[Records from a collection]
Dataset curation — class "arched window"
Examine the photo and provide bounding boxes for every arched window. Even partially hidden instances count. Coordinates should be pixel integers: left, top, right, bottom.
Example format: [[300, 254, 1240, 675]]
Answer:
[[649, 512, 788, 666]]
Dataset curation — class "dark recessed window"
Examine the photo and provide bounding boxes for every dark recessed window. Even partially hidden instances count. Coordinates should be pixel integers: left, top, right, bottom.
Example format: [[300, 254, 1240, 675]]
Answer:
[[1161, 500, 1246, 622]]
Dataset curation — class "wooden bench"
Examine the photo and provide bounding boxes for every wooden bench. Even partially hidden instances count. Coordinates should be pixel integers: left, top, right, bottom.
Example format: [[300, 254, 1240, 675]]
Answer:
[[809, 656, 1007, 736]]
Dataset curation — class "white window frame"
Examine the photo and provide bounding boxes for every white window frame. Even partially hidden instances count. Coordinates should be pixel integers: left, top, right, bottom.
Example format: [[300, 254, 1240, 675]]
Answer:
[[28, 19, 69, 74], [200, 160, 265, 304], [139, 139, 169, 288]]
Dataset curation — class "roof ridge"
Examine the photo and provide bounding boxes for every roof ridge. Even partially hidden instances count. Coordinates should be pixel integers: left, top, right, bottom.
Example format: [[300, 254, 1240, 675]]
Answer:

What you need to do: Count the lines in the items above that contain the word "ridge". Reply with the number alone.

Exercise result: 2